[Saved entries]
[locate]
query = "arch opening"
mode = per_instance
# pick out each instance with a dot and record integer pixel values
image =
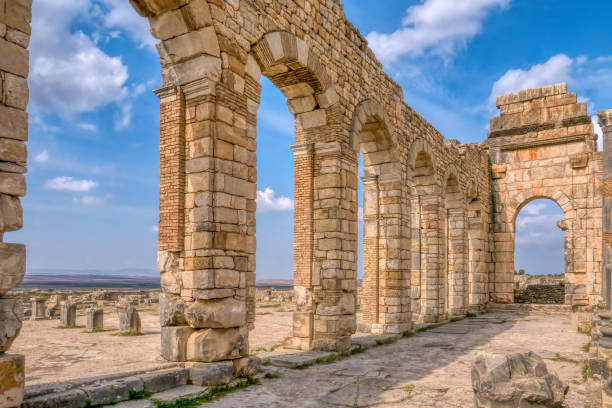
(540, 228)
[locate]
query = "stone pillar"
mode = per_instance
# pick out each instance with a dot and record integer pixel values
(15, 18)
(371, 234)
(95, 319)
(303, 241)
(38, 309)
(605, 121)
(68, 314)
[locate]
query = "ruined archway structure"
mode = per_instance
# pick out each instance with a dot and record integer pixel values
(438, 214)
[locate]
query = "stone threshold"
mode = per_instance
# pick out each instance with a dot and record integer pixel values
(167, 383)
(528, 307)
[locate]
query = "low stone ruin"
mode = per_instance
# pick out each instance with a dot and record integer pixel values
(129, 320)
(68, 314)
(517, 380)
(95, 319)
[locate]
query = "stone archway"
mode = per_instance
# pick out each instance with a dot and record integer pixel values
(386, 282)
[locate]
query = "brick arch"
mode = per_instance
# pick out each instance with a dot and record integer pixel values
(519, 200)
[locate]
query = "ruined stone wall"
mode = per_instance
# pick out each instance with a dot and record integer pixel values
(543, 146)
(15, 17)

**Task to complete**
Each entry should be transcribed exactly as given, with pictures omitted.

**Exercise result**
[locate]
query = "arch opening"
mode = per_instance
# pick out each instance with a dot and record integer pixel values
image =
(540, 228)
[locate]
query = "stone pillar"
mode = per_instance
# pick out each instance with a dot and record integer pixel values
(15, 18)
(371, 234)
(95, 319)
(303, 241)
(38, 309)
(605, 121)
(68, 314)
[locate]
query = "ruined archway structure"
mode = per_instance
# pick out each instance with a dot and record integer pixel values
(438, 214)
[locate]
query = "stone threshold"
mode = per_instance
# pick out each instance with a dot and record integer pixel values
(167, 383)
(528, 307)
[locate]
query = "low stone ruin"
mode = per_instance
# pick out each instance with a dot and record integer pixel values
(129, 320)
(68, 314)
(517, 380)
(95, 319)
[locate]
query = "stone archway"
mode = per_instance
# pick out each instance with a dot and record integer pixel values
(386, 282)
[locate]
query = "brick arch"
mode = per_instance
# pick out each instance with a dot and record integer pixel values
(519, 200)
[locate]
query = "ruined stone wall"
mode = per_instance
# pick out each instance with a dot and record integer pixel values
(543, 146)
(15, 17)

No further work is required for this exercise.